### Exercise set
a: From the R plotting code for the salary data, copy the passage starting at "# Histogram with ggplot2" and ending at "bargap = 0.1)".
b: Continue the R plotting code for the salary data from the point where it stops.

### Page excerpt
Histogram of Salary variable created with the:

# Histogram with base plotting system
hist(data$salary, xlab = "Salary", main = "Histogram of Salaries", col = 'skyblue')

# Histogram with ggplot2 package
g <- ggplot(data, aes(x = salary)) +
        geom_histogram(bins = 8, col = "black", fill = "skyblue") +
        xlab("Salary") +
        ylab("Frequency") +
        labs(title = "Histogram of Salaries") +
        theme(plot.title = element_text(hjust = 0.5))
g

# Histogram with plotly package
g2 <- plot_ly(x = ~salary, data = data, type = "histogram")
g2 <- g2 %>% layout(barmode = "overlay", bargap = 0.1)
g2 <- div(g2, align = "center")
g2

Barplot of the various categorical variables are created with ggplot2 package.

# Barplot with ggplot2
g3 <- ggplot(data, aes(x = rank)) +
        geom_bar(col = "black", fill = "skyblue") +
        xlab("Rank") +
        ylab("Frequency") +
        labs(title = "Barplot of Rank") +
        theme(plot.title = element_text(hjust = 0.5))
g3

g4 <- ggplot(data, aes(x = discipline)) +
        geom_bar(col = "black", fill = "skyblue") +
        xlab("Discipline") +
        ylab("Frequency") +
        labs(title = "Barplot of Discipline") +
        theme(plot.title = element_text(hjust = 0.5))
g4

g5 <- ggplot(data, aes(x = sex)) +
        geom_bar(col = "black", fill = "skyblue") +
        xlab("Sex") +
        ylab("Frequency") +
        labs(title = "Barplot of Sex") +
        theme(plot.title = element_text(hjust = 0.5))

### Data lines
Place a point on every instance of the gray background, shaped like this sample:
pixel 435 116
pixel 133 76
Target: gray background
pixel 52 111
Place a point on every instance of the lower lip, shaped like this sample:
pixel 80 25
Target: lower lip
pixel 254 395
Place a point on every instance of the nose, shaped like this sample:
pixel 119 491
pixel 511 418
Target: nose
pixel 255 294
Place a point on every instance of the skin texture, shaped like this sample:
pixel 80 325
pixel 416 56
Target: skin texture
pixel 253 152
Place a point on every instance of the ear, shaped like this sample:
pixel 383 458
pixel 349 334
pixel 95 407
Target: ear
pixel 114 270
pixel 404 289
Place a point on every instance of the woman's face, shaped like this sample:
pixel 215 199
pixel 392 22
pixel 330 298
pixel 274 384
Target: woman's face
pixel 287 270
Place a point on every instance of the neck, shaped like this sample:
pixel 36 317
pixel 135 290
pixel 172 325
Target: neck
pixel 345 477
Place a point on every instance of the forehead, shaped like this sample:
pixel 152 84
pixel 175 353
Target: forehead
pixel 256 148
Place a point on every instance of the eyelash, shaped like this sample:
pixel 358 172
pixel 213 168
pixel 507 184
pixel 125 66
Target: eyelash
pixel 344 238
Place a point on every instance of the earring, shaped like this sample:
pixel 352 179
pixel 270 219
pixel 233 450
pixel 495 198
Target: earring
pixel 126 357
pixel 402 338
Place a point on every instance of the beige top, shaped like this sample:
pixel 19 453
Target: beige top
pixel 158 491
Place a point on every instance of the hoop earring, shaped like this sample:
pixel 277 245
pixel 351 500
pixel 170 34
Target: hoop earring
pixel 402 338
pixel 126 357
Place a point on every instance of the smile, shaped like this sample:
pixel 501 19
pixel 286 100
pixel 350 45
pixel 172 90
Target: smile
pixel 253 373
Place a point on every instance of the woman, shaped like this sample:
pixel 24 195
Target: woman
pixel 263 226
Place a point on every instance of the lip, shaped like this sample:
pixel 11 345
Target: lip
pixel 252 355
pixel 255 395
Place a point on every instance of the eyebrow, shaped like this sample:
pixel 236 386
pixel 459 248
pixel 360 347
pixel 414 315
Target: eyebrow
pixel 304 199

### Answers to each task
a:
# Histogram with ggplot2 package
g <- ggplot(data, aes(x = salary)) +
        geom_histogram(bins = 8, col = "black", fill = "skyblue") +
        xlab("Salary") +
        ylab("Frequency") +
        labs(title = "Histogram of Salaries") +
        theme(plot.title = element_text(hjust = 0.5))
g

# Histogram with plotly package
g2 <- plot_ly(x = ~salary, data = data, type = "histogram")
g2 <- g2 %>% layout(barmode = "overlay", bargap = 0.1)

b:
g5

g6 <- ggplot(data, aes(x = rank)) +
        geom_bar(aes(fill = discipline)) +
        xlab("Rank") +
        ylab("Frequency") +
        labs(title = "Barplot of Rank with Discipline") +
        theme(plot.title = element_text(hjust = 0.5))
g6

g7 <- ggplot(data, aes(x = rank)) +
        geom_bar(aes(fill = sex)) +
        xlab("Rank") +
        ylab("Frequency") +
        labs(title = "Barplot of Rank with Sex") +
        theme(plot.title = element_text(hjust = 0.5))
g7

Scatter plots of the numerical variables with embedded loess regression smoothing curve and linear regression are created with:

# Scatterplot with base plotting system
plot(data$phd, data$salary, xlab = "PhD", ylab = "Salary", main = "PhD vs Salary",
     pch = 19)

plot(data$service, data$salary, xlab = "Service", ylab = "Salary", main = "Service vs. Salary",
     pch = 19)

# Scatterplot with ggplot2 package
g8 <- ggplot(data, aes(x = phd, y = salary)) +
        geom_point(aes(color = sex)) +
        geom_smooth(formula = y ~ x, method = "loess", lwd = 0.5, col = "red") +
        xlab("PhD") +
        ylab("Salary") +
        labs(title = "PhD vs Salary") +
        theme(plot.title = element_text(hjust = 0.5))
g8

g9 <- ggplot(data, aes(x = service, y = salary)) +
        geom_point(aes(color = sex)) +
        geom_smooth(formula = y ~ x, method = "loess", lwd = 0.5, col = "red") +
        xlab("Service") +
        ylab("Salary") +
        labs(title = "Service vs Salary") +
        theme(plot.title = element_text(hjust = 0.5))
g9

g10 <- ggplot(data, aes(x = phd, y = salary)) +
        geom_point(aes(color = sex)) +
        geom_smooth(formula = y ~ x, method = "lm", lwd = 0.5, col = "red") +
        xlab("PhD") +
        ylab("Salary") +
        labs(title = "PhD vs Salary") +
        theme(plot.title = element_text(hjust = 0.5))
g10

g11 <- ggplot(data, aes(x = service, y = salary)) +
        geom_point(aes(color = sex)) +
        geom_smooth(formula = y ~ x, method = "lm", lwd = 0.5, col = "red") +
        xlab("Service") +
        ylab("Salary") +
        labs(title = "Service vs Salary") +
        theme(plot.title = element_text(hjust = 0.5))
g11

# Scatterplot with plotly package, simple but effective. Makes the plot interactive.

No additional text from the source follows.